[What the task requires]: Isolate every line in the records below with "phrase" in it.

[Data records]:
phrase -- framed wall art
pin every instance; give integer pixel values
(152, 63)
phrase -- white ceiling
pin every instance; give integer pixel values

[Solution to the exercise]:
phrase -- framed wall art
phrase -- white ceiling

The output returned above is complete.